## INFORMATION SUPPLIED
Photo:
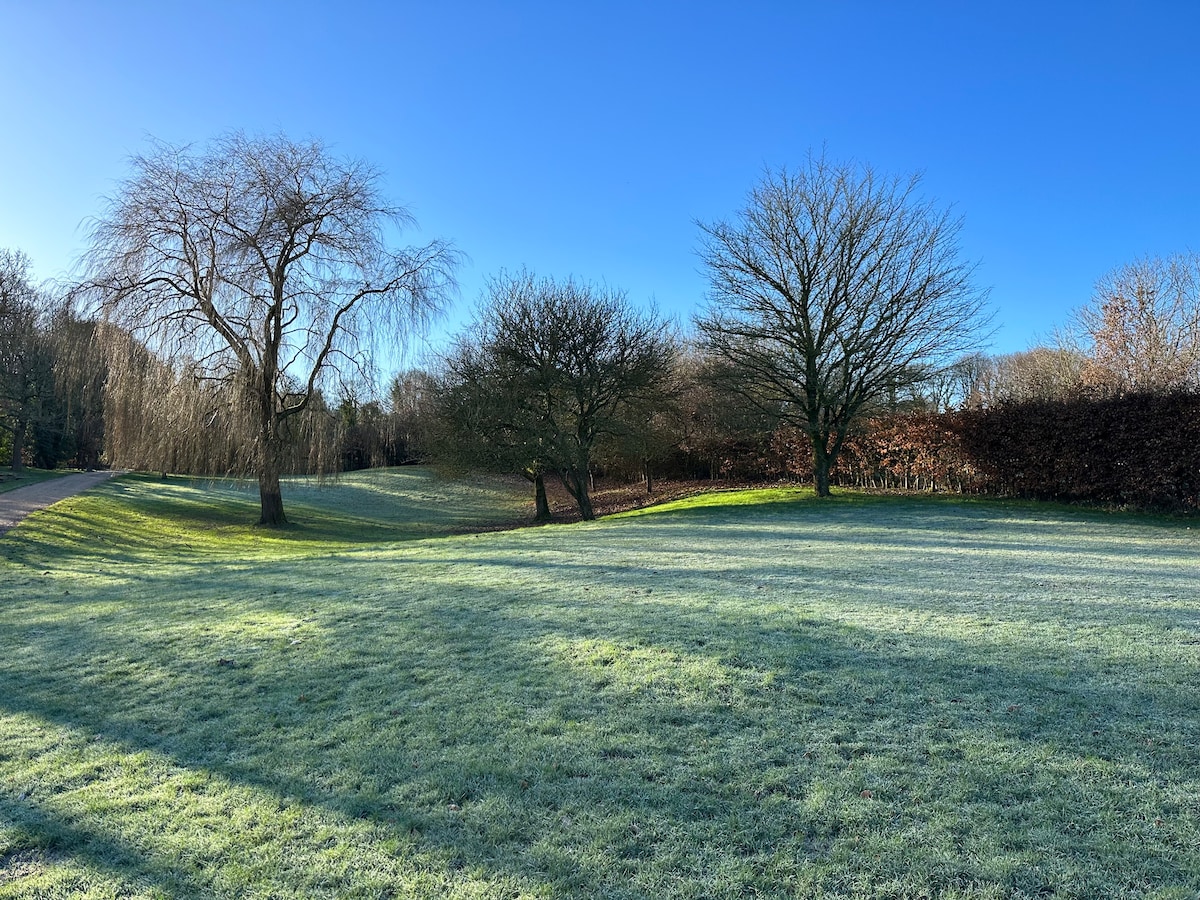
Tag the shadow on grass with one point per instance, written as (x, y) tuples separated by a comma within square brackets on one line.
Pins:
[(49, 837)]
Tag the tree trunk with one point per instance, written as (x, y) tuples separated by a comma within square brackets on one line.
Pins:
[(539, 496), (270, 497), (821, 466), (576, 484)]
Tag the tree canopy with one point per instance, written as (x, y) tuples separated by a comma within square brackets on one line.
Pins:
[(547, 370), (834, 288), (265, 267)]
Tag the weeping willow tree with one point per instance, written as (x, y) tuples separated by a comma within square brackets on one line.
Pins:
[(169, 415), (261, 271)]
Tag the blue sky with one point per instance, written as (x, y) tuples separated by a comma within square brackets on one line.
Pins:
[(586, 139)]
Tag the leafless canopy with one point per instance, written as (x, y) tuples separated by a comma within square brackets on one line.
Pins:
[(833, 289), (1144, 327), (264, 264)]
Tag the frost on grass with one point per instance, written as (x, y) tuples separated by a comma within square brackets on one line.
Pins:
[(867, 697)]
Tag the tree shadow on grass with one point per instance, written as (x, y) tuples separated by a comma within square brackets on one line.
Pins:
[(637, 743), (42, 837)]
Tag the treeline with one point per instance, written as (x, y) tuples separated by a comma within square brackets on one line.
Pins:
[(832, 351)]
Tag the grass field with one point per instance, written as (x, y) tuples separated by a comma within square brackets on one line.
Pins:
[(737, 696)]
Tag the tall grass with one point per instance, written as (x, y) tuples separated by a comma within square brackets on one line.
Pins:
[(744, 696)]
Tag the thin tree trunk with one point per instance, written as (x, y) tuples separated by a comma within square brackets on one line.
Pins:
[(18, 445), (270, 497), (576, 484), (821, 466), (540, 501)]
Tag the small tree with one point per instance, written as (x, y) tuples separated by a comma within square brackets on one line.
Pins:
[(547, 370), (835, 289), (262, 265)]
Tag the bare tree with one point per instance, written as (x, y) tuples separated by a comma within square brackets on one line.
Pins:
[(27, 353), (1144, 327), (549, 369), (263, 265), (1038, 373), (833, 291)]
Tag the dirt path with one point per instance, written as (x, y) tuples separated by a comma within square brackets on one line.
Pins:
[(15, 505)]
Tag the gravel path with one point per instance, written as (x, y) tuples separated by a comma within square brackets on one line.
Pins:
[(15, 505)]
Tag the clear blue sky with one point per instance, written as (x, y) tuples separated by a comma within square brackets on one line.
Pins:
[(587, 138)]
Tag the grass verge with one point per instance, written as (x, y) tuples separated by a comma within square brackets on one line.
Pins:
[(11, 480), (755, 696)]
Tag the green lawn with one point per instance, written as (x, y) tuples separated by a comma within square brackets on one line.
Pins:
[(748, 695)]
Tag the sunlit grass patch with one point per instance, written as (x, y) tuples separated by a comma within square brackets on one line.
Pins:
[(868, 697)]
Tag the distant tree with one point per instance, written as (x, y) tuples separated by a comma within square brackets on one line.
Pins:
[(1039, 373), (264, 267), (412, 409), (834, 289), (81, 375), (1144, 327), (547, 370)]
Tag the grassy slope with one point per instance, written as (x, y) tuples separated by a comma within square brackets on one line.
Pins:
[(723, 699), (11, 480)]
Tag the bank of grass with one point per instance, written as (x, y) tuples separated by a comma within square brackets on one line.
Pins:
[(755, 695), (11, 479)]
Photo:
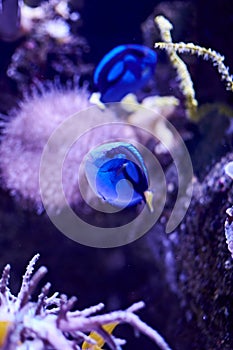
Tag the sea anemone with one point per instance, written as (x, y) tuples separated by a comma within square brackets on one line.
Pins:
[(28, 131)]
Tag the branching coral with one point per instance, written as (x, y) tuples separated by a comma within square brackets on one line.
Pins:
[(186, 84), (49, 322)]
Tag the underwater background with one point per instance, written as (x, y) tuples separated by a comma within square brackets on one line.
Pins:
[(185, 277)]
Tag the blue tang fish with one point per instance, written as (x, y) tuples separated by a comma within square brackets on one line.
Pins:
[(116, 172), (125, 69)]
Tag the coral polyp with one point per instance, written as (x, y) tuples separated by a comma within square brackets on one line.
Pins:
[(49, 324)]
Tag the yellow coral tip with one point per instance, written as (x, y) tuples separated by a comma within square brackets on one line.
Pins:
[(149, 200)]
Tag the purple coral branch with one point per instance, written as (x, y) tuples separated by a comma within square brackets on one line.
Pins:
[(9, 19), (39, 324)]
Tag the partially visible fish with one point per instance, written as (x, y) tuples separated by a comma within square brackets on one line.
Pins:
[(125, 69)]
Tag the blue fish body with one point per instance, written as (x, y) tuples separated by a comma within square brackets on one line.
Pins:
[(125, 69), (116, 172)]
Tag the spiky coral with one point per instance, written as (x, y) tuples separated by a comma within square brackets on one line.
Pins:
[(186, 84), (49, 322)]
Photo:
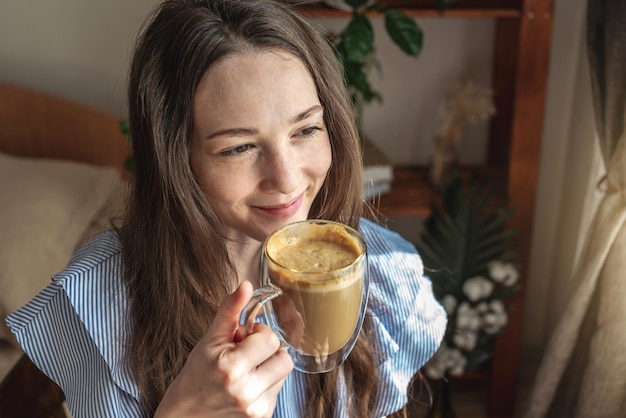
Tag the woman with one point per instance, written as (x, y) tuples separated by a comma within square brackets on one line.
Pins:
[(241, 123)]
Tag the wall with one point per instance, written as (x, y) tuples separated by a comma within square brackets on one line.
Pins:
[(76, 49), (79, 49)]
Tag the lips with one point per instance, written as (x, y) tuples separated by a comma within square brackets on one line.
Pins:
[(285, 210)]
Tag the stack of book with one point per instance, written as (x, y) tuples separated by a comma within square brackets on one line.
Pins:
[(377, 170)]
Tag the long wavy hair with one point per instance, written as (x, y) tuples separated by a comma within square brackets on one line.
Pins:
[(176, 266)]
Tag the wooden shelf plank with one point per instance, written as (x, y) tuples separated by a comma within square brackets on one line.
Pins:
[(410, 195)]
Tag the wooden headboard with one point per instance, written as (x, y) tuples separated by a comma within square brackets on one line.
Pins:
[(35, 124)]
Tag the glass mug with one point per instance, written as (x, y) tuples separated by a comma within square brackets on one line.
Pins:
[(314, 290)]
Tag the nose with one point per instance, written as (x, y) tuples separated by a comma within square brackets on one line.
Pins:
[(281, 172)]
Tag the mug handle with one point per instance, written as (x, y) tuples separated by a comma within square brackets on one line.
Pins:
[(259, 297)]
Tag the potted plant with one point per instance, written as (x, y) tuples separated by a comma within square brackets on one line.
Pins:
[(355, 48), (470, 256)]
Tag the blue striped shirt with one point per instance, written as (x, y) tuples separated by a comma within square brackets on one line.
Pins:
[(75, 329)]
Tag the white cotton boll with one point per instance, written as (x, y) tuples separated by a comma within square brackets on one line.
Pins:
[(468, 317), (449, 303), (477, 288), (466, 340), (513, 275), (504, 273), (497, 306), (494, 321)]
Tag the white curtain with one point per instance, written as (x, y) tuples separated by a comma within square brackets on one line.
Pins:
[(583, 371)]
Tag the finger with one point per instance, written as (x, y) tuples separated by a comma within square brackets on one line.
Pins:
[(226, 320), (273, 374)]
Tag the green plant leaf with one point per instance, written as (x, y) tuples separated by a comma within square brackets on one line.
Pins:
[(355, 4), (404, 32), (465, 233), (357, 38)]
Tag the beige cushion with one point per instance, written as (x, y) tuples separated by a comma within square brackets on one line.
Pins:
[(47, 207)]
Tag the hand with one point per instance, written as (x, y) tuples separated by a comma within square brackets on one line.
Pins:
[(223, 377)]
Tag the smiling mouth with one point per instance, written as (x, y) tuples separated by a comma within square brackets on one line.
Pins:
[(285, 209)]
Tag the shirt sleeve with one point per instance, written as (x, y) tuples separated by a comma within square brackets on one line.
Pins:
[(60, 332), (408, 321)]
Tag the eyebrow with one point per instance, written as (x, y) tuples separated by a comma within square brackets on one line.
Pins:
[(248, 131)]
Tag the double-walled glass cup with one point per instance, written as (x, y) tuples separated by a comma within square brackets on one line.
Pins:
[(314, 290)]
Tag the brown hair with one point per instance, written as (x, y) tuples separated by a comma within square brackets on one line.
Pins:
[(171, 243)]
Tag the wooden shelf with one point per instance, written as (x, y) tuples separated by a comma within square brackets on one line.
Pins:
[(520, 71), (412, 193), (427, 8)]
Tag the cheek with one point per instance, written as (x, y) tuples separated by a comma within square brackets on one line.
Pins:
[(321, 161)]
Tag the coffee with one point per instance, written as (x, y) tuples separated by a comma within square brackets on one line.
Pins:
[(320, 273)]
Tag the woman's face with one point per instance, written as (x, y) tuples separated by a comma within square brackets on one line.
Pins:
[(260, 149)]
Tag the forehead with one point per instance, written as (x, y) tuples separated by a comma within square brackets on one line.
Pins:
[(256, 83)]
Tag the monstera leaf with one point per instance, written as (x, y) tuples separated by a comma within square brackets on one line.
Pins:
[(464, 233)]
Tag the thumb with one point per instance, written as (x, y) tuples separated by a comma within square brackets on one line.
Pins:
[(226, 322)]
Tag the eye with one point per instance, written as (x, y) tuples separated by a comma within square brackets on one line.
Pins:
[(236, 151), (309, 131)]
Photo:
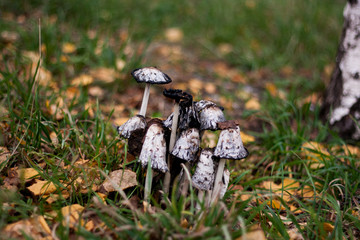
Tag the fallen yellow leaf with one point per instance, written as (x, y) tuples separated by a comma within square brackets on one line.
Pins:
[(252, 104), (27, 173), (275, 204), (123, 178), (246, 138), (82, 80), (68, 48), (42, 187), (174, 34), (71, 215)]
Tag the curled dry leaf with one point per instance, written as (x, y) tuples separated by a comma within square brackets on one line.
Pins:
[(4, 155), (27, 173), (123, 178), (82, 80), (71, 215), (42, 187)]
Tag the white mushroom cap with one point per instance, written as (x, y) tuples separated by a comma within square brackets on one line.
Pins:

## REQUIREMENTS
Extract, word for word, every line from the one containing "Tag the forehead" to the end of the data above, both ends included, and leave out the pictures.

## SOLUTION
Tag the forehead with one point per instance, written as (x, y) tuples separated by a comma within square brackets on one line.
Pins:
[(256, 83)]
Tag the monstera leaf with one point per instance, written as (x, y) tuples separated by a comma within square brackets on one line.
Pins:
[(464, 233)]
Tag the thumb with one point per instance, written as (x, y) tuples separated by a comma within square brackets on one line.
Pins:
[(226, 322)]
Tag the eye with one point per instance, written as (x, y) tuples separated by a comma within square brackets on one line.
Pins:
[(236, 151), (309, 131)]
Photo:
Tag the fallen yellow leaf with one point per instance, written as (x, y) tuples separated by a comma within square brackets on one line.
Pins:
[(252, 104), (27, 173), (275, 204), (123, 178), (246, 138), (82, 80), (68, 48), (42, 187), (174, 34), (71, 215)]
Tag the curled dry leaf with one point per instance, written as (x, y) tuples separated by a comma within square brackets on one line.
Pins:
[(4, 155), (27, 173), (123, 178), (82, 80), (71, 215), (42, 187)]
Tag the white mushroom cap with one point per instance, written as (x, y) tuples separated by a comma within square brackets on one line.
Pins:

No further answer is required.